• WHAT YOU WILL DO:
Rewrite the entries from the line with "the shelf label" up to and including the line with "[[0, 30, 227, 417], [290, 29, 626, 301]]" as a two-column CSV headed entry and answer. Give one row per entry, with its text under entry and its answer under answer, each in a single quoted field with line breaks turned into spaces.

________

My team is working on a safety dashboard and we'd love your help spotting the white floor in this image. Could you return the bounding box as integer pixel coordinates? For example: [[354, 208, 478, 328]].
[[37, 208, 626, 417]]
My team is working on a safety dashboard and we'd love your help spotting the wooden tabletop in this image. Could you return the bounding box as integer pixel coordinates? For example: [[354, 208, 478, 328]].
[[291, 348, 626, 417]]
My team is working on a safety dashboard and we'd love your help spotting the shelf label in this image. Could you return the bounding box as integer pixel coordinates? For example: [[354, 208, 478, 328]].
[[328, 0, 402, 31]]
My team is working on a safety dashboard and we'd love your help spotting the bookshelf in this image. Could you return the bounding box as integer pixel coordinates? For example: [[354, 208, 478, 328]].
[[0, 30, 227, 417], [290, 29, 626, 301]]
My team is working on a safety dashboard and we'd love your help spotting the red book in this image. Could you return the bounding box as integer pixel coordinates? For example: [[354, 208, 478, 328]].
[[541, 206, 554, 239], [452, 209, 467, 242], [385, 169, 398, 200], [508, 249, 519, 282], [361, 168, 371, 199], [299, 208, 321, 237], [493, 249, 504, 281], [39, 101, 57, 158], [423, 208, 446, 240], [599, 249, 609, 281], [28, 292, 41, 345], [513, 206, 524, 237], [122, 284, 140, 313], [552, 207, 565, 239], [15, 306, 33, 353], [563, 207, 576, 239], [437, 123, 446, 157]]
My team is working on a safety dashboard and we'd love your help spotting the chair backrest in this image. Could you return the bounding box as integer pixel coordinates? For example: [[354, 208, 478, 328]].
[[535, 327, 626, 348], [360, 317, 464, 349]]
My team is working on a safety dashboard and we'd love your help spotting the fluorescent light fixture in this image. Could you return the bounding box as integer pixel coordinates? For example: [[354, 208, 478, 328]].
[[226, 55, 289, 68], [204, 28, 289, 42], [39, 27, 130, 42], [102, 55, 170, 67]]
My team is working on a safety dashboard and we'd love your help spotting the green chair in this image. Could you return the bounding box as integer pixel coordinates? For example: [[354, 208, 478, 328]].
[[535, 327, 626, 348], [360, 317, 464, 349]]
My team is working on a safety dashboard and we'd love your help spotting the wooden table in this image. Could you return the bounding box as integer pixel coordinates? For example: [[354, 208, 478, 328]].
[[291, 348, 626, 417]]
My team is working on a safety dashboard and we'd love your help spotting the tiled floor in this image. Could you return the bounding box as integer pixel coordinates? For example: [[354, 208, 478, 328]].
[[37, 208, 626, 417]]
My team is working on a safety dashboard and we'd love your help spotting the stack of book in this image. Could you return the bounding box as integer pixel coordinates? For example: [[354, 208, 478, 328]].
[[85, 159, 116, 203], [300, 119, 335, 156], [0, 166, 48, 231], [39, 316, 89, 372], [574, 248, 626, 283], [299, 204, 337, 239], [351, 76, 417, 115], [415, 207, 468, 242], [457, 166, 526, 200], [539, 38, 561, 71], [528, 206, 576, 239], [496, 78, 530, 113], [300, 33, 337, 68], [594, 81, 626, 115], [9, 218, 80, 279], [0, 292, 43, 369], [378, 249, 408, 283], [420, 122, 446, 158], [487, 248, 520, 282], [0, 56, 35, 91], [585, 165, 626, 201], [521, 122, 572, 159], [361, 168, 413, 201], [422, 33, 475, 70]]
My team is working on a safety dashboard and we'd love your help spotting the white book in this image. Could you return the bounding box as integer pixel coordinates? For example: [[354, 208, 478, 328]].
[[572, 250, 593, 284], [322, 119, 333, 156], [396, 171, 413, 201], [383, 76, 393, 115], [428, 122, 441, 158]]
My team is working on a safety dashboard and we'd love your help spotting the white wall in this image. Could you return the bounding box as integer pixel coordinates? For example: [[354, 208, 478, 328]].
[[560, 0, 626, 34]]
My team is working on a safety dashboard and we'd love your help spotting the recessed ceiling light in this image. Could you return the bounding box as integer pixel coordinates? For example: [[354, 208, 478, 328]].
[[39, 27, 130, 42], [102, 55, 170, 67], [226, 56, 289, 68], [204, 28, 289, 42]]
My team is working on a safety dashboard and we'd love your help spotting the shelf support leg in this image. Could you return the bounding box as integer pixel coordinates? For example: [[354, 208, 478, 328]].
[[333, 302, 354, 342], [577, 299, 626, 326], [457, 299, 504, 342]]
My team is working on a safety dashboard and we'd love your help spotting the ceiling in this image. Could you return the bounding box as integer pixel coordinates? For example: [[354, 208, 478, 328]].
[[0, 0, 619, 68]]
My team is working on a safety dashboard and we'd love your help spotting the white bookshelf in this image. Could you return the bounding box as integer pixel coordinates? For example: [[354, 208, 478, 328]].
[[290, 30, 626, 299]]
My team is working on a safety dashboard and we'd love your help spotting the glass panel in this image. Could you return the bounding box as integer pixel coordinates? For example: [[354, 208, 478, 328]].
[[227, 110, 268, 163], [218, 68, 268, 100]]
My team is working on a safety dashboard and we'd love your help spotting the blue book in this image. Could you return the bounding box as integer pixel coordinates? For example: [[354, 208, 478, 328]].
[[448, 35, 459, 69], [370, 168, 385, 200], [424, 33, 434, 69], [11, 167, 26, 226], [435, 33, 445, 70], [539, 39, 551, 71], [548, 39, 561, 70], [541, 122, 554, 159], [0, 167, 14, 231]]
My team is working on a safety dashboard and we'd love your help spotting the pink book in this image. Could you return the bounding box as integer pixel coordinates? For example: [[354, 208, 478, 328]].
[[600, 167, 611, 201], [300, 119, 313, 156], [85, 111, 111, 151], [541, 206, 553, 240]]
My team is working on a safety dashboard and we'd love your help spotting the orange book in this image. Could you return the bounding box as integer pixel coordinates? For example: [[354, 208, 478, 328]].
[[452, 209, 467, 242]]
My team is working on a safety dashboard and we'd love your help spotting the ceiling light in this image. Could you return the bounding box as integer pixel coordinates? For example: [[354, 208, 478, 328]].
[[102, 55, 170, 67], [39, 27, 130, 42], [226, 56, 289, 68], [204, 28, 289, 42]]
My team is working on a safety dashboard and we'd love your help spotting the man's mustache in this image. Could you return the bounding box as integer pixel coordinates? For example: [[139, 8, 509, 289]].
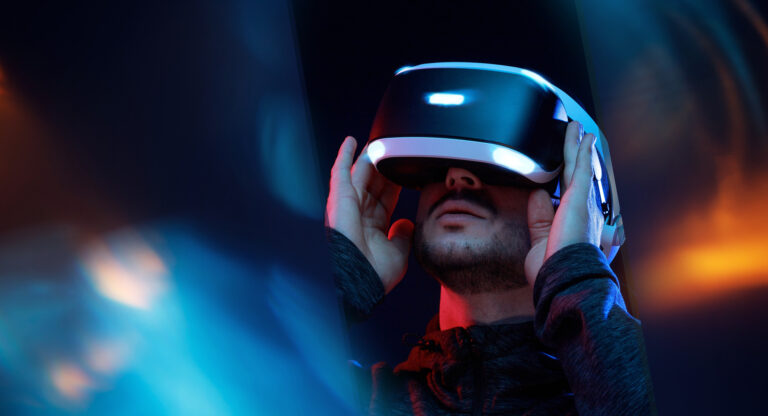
[[427, 189, 496, 216]]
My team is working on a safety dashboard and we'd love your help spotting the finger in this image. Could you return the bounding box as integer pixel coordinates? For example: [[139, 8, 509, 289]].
[[561, 121, 584, 192], [379, 178, 403, 215], [528, 189, 555, 246], [352, 146, 389, 200], [387, 218, 414, 256], [568, 133, 595, 201], [331, 136, 357, 193]]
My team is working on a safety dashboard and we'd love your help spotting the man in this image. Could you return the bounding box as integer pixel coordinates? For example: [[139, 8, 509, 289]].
[[326, 122, 654, 415]]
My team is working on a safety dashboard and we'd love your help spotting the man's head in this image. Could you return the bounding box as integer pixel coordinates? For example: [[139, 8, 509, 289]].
[[414, 167, 530, 294]]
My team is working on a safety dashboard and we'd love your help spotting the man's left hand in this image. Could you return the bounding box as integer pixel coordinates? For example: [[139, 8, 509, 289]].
[[525, 121, 604, 286]]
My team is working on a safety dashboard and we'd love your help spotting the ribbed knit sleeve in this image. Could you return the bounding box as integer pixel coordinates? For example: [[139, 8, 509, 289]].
[[326, 227, 385, 323], [534, 243, 655, 415]]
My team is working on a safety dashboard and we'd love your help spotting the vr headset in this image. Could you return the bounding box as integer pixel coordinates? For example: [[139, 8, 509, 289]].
[[367, 62, 624, 261]]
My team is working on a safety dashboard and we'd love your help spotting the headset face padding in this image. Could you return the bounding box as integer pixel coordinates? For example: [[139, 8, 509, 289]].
[[366, 62, 624, 260]]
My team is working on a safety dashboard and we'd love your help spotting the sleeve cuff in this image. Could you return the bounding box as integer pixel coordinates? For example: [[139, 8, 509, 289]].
[[325, 227, 385, 321]]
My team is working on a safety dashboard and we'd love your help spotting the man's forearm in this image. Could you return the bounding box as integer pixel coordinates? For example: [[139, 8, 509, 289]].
[[534, 243, 655, 415], [326, 227, 385, 323]]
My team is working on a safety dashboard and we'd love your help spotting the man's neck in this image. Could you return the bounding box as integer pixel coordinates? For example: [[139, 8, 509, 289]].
[[440, 286, 535, 330]]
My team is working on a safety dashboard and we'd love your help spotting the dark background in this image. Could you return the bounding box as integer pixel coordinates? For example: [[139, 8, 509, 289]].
[[0, 0, 768, 414]]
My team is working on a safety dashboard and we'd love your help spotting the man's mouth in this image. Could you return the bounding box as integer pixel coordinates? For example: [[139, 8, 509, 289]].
[[435, 200, 488, 219]]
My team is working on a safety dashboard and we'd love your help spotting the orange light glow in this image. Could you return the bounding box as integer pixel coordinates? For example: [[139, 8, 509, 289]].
[[84, 237, 168, 310], [638, 159, 768, 311]]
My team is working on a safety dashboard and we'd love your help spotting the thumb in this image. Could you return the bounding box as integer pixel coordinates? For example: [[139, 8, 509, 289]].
[[528, 189, 555, 246], [388, 218, 413, 256]]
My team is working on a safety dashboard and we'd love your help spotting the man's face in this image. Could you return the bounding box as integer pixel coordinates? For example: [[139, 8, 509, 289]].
[[415, 168, 530, 294]]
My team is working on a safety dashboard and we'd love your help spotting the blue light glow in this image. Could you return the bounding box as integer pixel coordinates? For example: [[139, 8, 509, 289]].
[[395, 65, 413, 75], [427, 92, 464, 105]]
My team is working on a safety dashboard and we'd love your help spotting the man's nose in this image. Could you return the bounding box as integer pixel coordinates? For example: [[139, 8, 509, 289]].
[[445, 168, 483, 189]]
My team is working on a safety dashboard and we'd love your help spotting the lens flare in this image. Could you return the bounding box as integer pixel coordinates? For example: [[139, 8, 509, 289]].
[[83, 237, 168, 310]]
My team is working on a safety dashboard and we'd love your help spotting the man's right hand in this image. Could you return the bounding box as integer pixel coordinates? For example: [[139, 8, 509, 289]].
[[325, 136, 413, 293]]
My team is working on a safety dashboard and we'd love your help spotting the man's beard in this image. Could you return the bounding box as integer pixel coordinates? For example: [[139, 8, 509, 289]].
[[414, 221, 531, 295]]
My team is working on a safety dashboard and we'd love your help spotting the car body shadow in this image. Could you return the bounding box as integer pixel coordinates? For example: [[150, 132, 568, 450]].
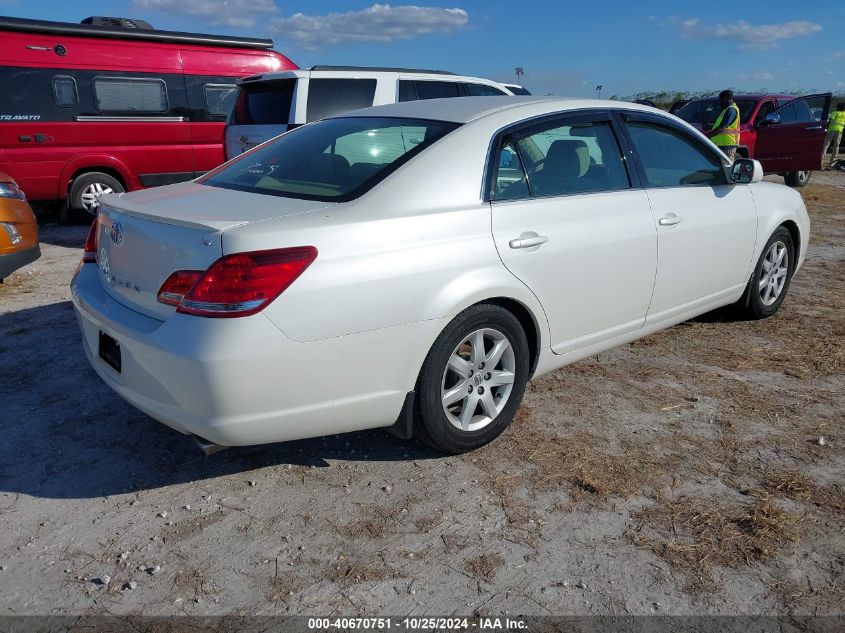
[[0, 301, 441, 499]]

________

• IN RESPONSE:
entry,answer
"My team is working on a safety dashboard and we'd love your help spotting the shelf label in this image. Could you return the bounding box as integer pixel coordinates? For example: [[354, 208, 478, 328]].","[[328, 0, 402, 31]]"
"My team is working on a safety dashboard and we'd love your help spotting the bookshelf in this image. Could you return the bounding box as integer pixel coordinates? For example: [[354, 208, 478, 328]].","[[0, 30, 227, 417], [290, 29, 626, 301]]"